| Extract to read |
◇ ◇ ◇
I'm looking forward to my busy weekend ahead. My parents are coming into town on Friday evening. My mom will be helping me to paint the trim and doors and hopefully finish off the painting and re-hanging of pictures. Saturday afternoon we will also see D and A for the first time since June 1. We talked to D on the phone yesterday and she is so excited to see us. A is still a little confused but that is ok. I can't wait to see their faces and hug them tightly. I'm so glad that their mom recognizes how much they mean to us and how much we mean to them and is willing to allow us to continue our relationship.

Sunday, August 12, 2012

Bybee Happenings

We really enjoyed our trip to Kansas City. It was nice to get away and spend time together and seeing friends. Jonathan starts back to school in a week, which he is excited about. I love that he is excited about school. Have I mentioned how proud of him I am. Well, it's a bunch!

Since coming home I have worked a few shifts and sewn some baby presents. I also helped host my best friend's baby shower. I wasn't sure how I would handle it emotionally but knew I needed to do it. When she told me she was pregnant early this year I was so excited I was jumping up and down. Being pregnant together was so much fun. We started talking about hosting each others showers almost immediately. Then, I lost Grant and she stood by my side. I know that it was scary for her to be only weeks behind me and know that life is so vulnerable. She has been the best friend I could have asked for. I worried that since Grant died and I was mourning the loss of my son that I would have trouble still being a good friend to her since she was still pregnant. I worried that it would hurt too badly to watch her pregnant belly grow while mine didn't any more. However, I made myself face it and talk about her pregnancy and I'm glad I did. I'm just as excited for her now as I was earlier this year and I can't wait to meet her sweet baby girl. When it came time to have her shower I decided I needed to help host it. I knew that it would be really hard but that it is what a friend does. I'm so glad I chose to do so. I had fun helping to make decorations, making her present, and watching my husband (yes my husband) pick out her shower cake. I did have to swallow back a few tears yesterday but I made it through without crying and truly enjoyed most of the day. I call that success!

We are also officially listed with our agency to take foster kids again. I don't want children to need care but I can't wait to have my house full of laughter, and a few fits, again. Hopefully this coming weekend we can finish painting the living room and hanging the pictures and I can show it off! 


Friday, August 3, 2012

We Made It!!!

We have made it past our original due date. The anticipation of the day and the days leading up to yesterday were by far worse than yesterday. It was still a bittersweet day as we were traveling on the road for part of it for a mini get away. I thougt a few times that I should be at home taking care of a new baby or anxiously awaiting his arrival. However, that isn't what we are doing and I am choosing to enjoy my weekend away with Jonathan, even with the moments of sadness. 


I have some truly amazing friends. Some of them I haven't "met" in real life but that doesn't matter. These women who really understand where I am and how I feel are a huge blessing to me. Emails, Facebook messages, blog comments, prayers; Thank You!!!!! To know that I am not walking this road alone means more to me than I have words to express. 


Tonight I will be crossing off another major league baseball stadium from my list. We are going to the Kansas City Royals vs Texas Rangers Game. To top it off there are fireworks after the game! I love road trips, baseball and spending time with my husband!!!!! I'm thanking God for the opportunity to spend this weekend away with the man I love and for the chance to be Grant's Mommy.
◇ ◇ ◇
| Extracted records |
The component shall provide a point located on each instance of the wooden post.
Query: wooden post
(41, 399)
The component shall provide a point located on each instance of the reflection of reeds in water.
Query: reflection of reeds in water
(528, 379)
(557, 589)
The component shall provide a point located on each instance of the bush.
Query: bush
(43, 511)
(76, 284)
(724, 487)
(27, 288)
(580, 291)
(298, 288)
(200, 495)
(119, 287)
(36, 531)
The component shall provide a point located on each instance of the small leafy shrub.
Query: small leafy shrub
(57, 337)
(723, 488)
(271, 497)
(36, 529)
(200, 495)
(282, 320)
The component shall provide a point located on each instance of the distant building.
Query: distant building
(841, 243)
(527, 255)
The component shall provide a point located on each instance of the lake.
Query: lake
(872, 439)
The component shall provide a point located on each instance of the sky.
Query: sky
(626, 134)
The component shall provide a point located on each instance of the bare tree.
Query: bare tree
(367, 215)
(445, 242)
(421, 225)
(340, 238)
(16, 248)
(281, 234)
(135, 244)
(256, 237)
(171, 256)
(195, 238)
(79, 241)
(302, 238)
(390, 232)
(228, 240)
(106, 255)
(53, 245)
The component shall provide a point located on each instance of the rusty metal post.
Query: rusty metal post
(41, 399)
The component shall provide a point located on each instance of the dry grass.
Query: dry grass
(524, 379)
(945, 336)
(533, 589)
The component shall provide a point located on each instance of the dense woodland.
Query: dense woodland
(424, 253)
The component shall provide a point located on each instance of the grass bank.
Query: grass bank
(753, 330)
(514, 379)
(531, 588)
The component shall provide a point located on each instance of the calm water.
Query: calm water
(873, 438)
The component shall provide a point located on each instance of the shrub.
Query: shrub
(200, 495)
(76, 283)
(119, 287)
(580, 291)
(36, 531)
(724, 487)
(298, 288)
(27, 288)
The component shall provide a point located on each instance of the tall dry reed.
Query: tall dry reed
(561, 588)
◇ ◇ ◇
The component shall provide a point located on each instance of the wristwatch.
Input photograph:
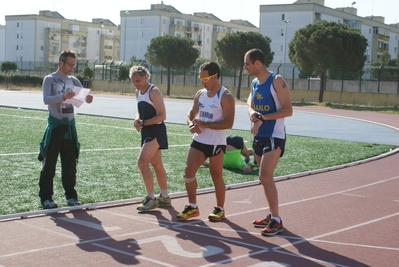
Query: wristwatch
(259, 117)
◇ ◇ ◇
| To do |
**1.** Summarize the blog excerpt in two sentences.
**2.** List every person the blog excerpt refers to by a name or an initial.

| Answer list |
**1.** The writer looks forward to a busy weekend of painting with a visiting mom and seeing D and A again. The writer also describes helping host a best friend's baby shower despite grieving the loss of Grant, being listed again with the agency to take foster kids, and, in an earlier post, getting past the original due date during a weekend away with Jonathan that included a Kansas City Royals vs Texas Rangers game.

**2.** D, A, Jonathan, Grant